### PROBLEMA BREVE A
Identifique todas as linhas dos registros que contêm a palavra "front" e copie-as.

### TEXTO FORNECIDO

------------------------------

Por Redação - 04/10/2015
Em julgamento proferido nos autos da Apelação Criminal n. 2014.077408-1, o Tribunal de Justiça de Santa Catarina manteve a decisão que absolveu acusado de abandono material, tipificado no art. 244 do Código Peal, em razão deste não ter pagado regularmente a pensão alimentícia, acordada judicialmente, de suas duas filhas.
De acordo com a decisão,
o fato de ausência de pagamento de pensão alimentícia não configura, por si só, o crime citado acima, haja vista que, para seu cometimento, é necessário que ocorra dolo específico na conduta omissiva, ou seja, a vontade livre e consciente de não prover o sustento dos filhos, o que, como será demonstrado, não restou caracterizado no presente caso.

------------------------------

### DADOS DO EXERCÍCIO
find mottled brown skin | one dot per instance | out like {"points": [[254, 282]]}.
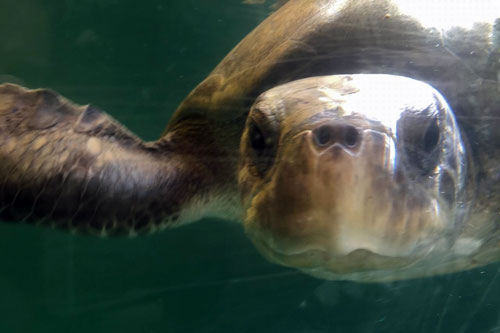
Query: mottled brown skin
{"points": [[74, 167]]}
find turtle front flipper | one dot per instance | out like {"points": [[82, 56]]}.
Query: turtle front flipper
{"points": [[76, 168]]}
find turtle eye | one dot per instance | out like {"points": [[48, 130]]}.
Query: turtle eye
{"points": [[420, 137], [431, 136], [262, 146]]}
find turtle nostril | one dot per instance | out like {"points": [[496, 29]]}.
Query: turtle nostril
{"points": [[322, 136], [351, 136]]}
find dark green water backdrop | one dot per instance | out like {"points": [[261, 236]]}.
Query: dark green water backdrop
{"points": [[137, 60]]}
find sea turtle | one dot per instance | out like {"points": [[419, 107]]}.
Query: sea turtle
{"points": [[355, 139]]}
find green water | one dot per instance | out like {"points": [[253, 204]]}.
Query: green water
{"points": [[137, 60]]}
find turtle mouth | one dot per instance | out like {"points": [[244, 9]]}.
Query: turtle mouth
{"points": [[324, 264], [361, 180], [342, 211]]}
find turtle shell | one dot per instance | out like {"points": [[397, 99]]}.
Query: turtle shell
{"points": [[455, 47]]}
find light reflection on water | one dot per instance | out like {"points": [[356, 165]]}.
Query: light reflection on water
{"points": [[206, 277]]}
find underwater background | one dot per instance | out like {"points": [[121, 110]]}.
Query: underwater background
{"points": [[137, 60]]}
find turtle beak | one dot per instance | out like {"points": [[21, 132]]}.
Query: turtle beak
{"points": [[334, 194]]}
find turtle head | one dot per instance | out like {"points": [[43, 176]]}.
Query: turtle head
{"points": [[350, 176]]}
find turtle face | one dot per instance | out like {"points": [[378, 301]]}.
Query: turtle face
{"points": [[344, 176]]}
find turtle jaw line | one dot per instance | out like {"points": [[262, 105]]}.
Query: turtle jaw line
{"points": [[322, 264]]}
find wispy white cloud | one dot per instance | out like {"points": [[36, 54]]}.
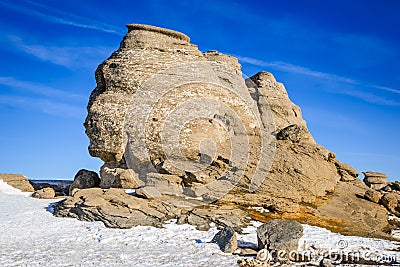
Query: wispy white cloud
{"points": [[37, 88], [67, 56], [371, 98], [287, 67], [44, 105], [54, 15], [366, 96]]}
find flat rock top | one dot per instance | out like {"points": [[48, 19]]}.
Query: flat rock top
{"points": [[168, 32], [12, 177], [375, 174]]}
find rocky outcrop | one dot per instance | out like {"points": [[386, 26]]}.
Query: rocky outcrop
{"points": [[279, 235], [18, 181], [185, 129], [61, 187], [117, 209], [44, 193], [226, 240], [375, 180], [84, 179], [117, 176]]}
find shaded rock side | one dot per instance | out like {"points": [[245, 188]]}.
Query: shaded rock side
{"points": [[44, 193], [18, 181], [279, 235], [226, 240], [84, 179], [266, 91], [300, 174], [116, 209], [117, 176]]}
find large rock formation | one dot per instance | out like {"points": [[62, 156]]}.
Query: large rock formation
{"points": [[183, 125]]}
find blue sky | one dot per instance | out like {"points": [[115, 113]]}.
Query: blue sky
{"points": [[339, 60]]}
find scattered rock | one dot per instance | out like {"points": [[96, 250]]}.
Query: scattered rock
{"points": [[264, 255], [84, 179], [114, 208], [18, 181], [250, 262], [116, 176], [375, 180], [293, 133], [325, 263], [373, 195], [391, 202], [347, 173], [246, 252], [61, 187], [45, 193], [226, 240], [279, 235]]}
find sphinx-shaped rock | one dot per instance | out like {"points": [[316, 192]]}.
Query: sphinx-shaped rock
{"points": [[185, 126]]}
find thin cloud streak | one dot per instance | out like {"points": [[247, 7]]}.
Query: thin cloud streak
{"points": [[60, 17], [43, 105], [287, 67], [66, 56], [37, 88]]}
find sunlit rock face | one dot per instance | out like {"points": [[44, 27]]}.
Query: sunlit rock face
{"points": [[175, 121]]}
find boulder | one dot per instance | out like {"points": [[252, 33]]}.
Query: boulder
{"points": [[326, 263], [44, 193], [208, 169], [347, 173], [114, 208], [250, 262], [84, 179], [293, 133], [18, 181], [375, 180], [391, 201], [279, 235], [61, 187], [117, 209], [226, 240], [373, 196], [116, 176], [191, 131]]}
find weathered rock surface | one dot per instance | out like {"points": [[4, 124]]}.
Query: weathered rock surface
{"points": [[44, 193], [226, 240], [347, 173], [373, 195], [279, 235], [178, 124], [18, 181], [117, 209], [310, 173], [392, 202], [249, 262], [113, 176], [61, 187], [375, 180], [84, 179], [114, 208]]}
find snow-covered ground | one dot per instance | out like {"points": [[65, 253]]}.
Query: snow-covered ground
{"points": [[31, 236]]}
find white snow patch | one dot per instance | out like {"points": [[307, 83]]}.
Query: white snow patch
{"points": [[9, 190], [32, 236]]}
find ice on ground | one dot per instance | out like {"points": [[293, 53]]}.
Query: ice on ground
{"points": [[9, 190], [32, 236]]}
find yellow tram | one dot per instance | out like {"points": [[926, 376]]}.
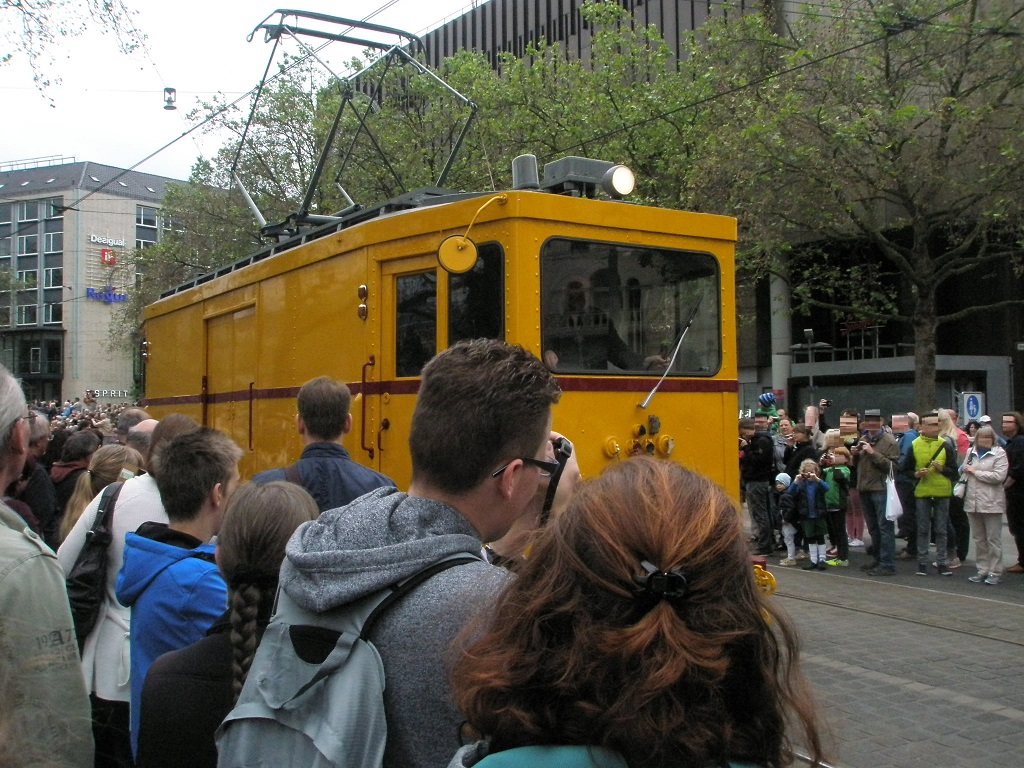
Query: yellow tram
{"points": [[606, 293]]}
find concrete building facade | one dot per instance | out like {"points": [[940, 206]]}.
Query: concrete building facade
{"points": [[66, 229]]}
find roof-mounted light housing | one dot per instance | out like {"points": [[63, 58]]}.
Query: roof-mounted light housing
{"points": [[583, 177]]}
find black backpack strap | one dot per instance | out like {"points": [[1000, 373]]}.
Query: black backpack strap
{"points": [[402, 589], [104, 511], [340, 653], [292, 474]]}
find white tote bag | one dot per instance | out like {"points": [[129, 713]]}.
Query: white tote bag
{"points": [[893, 508]]}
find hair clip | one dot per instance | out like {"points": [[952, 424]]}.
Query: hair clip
{"points": [[660, 585]]}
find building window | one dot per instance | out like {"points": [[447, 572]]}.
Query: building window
{"points": [[145, 216], [28, 245], [27, 314], [53, 242], [28, 210]]}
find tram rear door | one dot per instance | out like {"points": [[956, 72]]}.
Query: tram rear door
{"points": [[230, 379], [424, 309]]}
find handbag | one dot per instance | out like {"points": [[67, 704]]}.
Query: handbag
{"points": [[960, 488], [893, 507], [87, 581]]}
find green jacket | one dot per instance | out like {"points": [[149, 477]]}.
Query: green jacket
{"points": [[937, 483]]}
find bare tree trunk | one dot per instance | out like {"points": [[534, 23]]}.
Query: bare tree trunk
{"points": [[924, 349]]}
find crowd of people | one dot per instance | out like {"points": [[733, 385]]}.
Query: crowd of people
{"points": [[624, 626], [812, 489]]}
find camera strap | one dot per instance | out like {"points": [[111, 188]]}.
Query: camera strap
{"points": [[563, 450]]}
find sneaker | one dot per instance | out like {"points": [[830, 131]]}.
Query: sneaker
{"points": [[882, 571]]}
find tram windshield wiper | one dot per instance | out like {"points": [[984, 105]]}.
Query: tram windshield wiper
{"points": [[675, 351]]}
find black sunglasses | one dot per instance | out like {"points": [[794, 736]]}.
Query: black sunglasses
{"points": [[547, 467]]}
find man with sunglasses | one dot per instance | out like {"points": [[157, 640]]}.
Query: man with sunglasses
{"points": [[47, 709], [482, 458]]}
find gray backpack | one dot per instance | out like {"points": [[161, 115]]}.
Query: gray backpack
{"points": [[314, 693]]}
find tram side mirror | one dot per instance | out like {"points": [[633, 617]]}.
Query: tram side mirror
{"points": [[457, 254]]}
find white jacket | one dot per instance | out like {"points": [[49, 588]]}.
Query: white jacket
{"points": [[105, 657], [984, 486]]}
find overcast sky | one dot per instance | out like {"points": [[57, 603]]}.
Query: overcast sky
{"points": [[109, 105]]}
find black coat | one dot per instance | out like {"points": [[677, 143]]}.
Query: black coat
{"points": [[185, 696]]}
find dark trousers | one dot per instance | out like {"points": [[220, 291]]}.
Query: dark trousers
{"points": [[961, 527], [111, 732], [836, 518], [1015, 521], [908, 522]]}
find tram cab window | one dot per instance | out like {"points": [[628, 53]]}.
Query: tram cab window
{"points": [[476, 298], [416, 326], [616, 308]]}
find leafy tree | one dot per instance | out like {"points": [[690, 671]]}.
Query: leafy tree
{"points": [[34, 28], [872, 152]]}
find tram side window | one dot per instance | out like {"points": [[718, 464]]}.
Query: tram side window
{"points": [[416, 326], [476, 298], [612, 308]]}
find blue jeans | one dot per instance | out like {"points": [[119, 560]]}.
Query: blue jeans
{"points": [[932, 511], [873, 504]]}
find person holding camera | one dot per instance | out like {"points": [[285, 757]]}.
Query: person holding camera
{"points": [[876, 455]]}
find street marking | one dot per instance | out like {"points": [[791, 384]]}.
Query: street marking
{"points": [[943, 694]]}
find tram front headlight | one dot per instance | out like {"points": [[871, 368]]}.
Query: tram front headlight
{"points": [[619, 181]]}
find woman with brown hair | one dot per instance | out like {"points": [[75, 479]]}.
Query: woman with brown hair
{"points": [[635, 636], [188, 692], [108, 465]]}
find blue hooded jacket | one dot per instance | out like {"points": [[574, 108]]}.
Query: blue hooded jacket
{"points": [[175, 593]]}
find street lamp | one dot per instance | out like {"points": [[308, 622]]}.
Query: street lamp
{"points": [[809, 335]]}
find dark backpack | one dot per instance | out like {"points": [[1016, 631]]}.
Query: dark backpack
{"points": [[87, 580], [317, 711]]}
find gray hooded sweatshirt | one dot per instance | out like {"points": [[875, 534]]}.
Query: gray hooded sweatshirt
{"points": [[378, 540]]}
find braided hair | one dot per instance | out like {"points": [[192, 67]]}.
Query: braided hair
{"points": [[258, 522]]}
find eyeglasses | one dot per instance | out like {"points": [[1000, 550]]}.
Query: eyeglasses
{"points": [[547, 467]]}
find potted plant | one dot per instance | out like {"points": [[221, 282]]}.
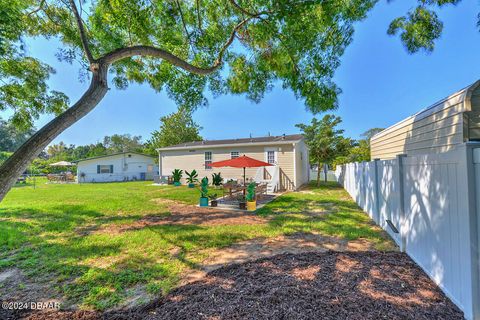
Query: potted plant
{"points": [[192, 178], [213, 200], [251, 201], [177, 176], [217, 179], [242, 205], [204, 192]]}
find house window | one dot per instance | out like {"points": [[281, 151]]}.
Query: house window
{"points": [[271, 157], [208, 160], [102, 168]]}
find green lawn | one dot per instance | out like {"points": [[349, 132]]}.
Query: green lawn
{"points": [[44, 232]]}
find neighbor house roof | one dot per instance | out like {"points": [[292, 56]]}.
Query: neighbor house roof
{"points": [[460, 97], [113, 154], [269, 140]]}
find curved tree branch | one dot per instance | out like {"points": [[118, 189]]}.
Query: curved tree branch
{"points": [[81, 29], [246, 12], [16, 164], [40, 7], [150, 51]]}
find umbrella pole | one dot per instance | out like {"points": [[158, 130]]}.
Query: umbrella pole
{"points": [[244, 181]]}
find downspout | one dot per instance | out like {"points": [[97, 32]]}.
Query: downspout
{"points": [[160, 163], [294, 166]]}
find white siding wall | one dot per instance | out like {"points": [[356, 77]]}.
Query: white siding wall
{"points": [[124, 168], [194, 159], [429, 200], [302, 165]]}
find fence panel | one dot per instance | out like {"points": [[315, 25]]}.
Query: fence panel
{"points": [[437, 222], [428, 200]]}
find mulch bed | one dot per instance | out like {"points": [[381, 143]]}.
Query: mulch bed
{"points": [[329, 285]]}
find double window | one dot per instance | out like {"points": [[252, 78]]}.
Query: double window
{"points": [[102, 168], [271, 157], [208, 160]]}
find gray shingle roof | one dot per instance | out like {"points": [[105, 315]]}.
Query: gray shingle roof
{"points": [[268, 139]]}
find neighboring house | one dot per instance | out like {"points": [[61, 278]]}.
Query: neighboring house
{"points": [[439, 128], [287, 153], [125, 166]]}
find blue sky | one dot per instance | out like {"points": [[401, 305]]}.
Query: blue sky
{"points": [[381, 85]]}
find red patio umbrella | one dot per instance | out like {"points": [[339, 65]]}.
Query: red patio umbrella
{"points": [[241, 162]]}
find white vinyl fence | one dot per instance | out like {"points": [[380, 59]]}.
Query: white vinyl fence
{"points": [[428, 205]]}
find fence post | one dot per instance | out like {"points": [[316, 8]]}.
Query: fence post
{"points": [[472, 174], [376, 215], [401, 194]]}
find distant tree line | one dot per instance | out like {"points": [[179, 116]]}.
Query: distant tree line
{"points": [[175, 128], [329, 147]]}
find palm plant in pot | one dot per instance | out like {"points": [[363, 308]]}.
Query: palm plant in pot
{"points": [[213, 199], [217, 179], [177, 176], [251, 200], [204, 192], [192, 178], [241, 202]]}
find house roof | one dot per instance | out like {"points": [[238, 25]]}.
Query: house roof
{"points": [[463, 96], [113, 154], [269, 140]]}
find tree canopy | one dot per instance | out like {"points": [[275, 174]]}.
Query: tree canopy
{"points": [[172, 45], [420, 27], [184, 48], [11, 138], [325, 140]]}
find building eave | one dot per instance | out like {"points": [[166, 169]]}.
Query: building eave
{"points": [[232, 145]]}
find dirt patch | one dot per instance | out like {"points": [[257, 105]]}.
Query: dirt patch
{"points": [[181, 214], [318, 285], [266, 247]]}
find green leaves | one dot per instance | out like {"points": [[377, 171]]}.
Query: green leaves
{"points": [[324, 140], [421, 27], [257, 44], [418, 30], [24, 90]]}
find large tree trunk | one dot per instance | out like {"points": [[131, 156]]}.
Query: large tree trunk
{"points": [[16, 164], [318, 174], [325, 170]]}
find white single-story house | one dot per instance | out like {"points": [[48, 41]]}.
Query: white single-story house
{"points": [[287, 153], [124, 166]]}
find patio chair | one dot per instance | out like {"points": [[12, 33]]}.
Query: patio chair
{"points": [[69, 177], [261, 190]]}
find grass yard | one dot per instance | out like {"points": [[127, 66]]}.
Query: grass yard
{"points": [[60, 236]]}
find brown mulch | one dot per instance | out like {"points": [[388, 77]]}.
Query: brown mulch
{"points": [[315, 285]]}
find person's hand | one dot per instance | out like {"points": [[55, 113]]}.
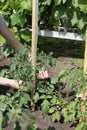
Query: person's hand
{"points": [[43, 74]]}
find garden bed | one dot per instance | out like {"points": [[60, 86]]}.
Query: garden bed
{"points": [[43, 120]]}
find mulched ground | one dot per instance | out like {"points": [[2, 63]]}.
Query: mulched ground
{"points": [[44, 121]]}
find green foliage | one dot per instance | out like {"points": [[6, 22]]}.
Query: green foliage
{"points": [[18, 14]]}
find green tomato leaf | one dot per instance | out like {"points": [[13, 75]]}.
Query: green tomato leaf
{"points": [[1, 119], [45, 105], [54, 80]]}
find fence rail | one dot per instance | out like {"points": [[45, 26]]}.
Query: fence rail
{"points": [[60, 34]]}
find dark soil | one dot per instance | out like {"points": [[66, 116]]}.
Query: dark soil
{"points": [[43, 120]]}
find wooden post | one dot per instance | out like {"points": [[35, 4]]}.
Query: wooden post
{"points": [[34, 43], [84, 94], [85, 55], [34, 31]]}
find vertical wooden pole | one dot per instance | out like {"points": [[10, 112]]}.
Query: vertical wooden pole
{"points": [[34, 31], [85, 55], [34, 44], [84, 94]]}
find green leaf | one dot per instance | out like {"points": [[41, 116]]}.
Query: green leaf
{"points": [[74, 19], [1, 119], [32, 126], [2, 40], [36, 97], [64, 1], [80, 24], [56, 116], [26, 35], [54, 80], [51, 110], [83, 8], [57, 2], [81, 126], [17, 126], [26, 4], [45, 105]]}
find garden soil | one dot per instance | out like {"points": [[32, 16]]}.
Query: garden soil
{"points": [[43, 120]]}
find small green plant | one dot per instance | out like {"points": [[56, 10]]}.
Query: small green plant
{"points": [[18, 103]]}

------------------------------

### PROBLEMA BREVE B
Reproduza o trecho do texto sobre a absolvição por abandono material, começando em "De acordo com" e seguindo até "no presente caso.", com "pensão alimentícia" substituído por "prestação alimentar".

### RESPOSTA FINAL A
find turtle front flipper | one dot per instance | out like {"points": [[82, 56]]}.
Query: turtle front flipper
find tram front headlight | one dot per instance | out like {"points": [[871, 368]]}.
Query: tram front headlight

### RESPOSTA FINAL B
De acordo com a decisão,
o fato de ausência de pagamento de prestação alimentar não configura, por si só, o crime citado acima, haja vista que, para seu cometimento, é necessário que ocorra dolo específico na conduta omissiva, ou seja, a vontade livre e consciente de não prover o sustento dos filhos, o que, como será demonstrado, não restou caracterizado no presente caso.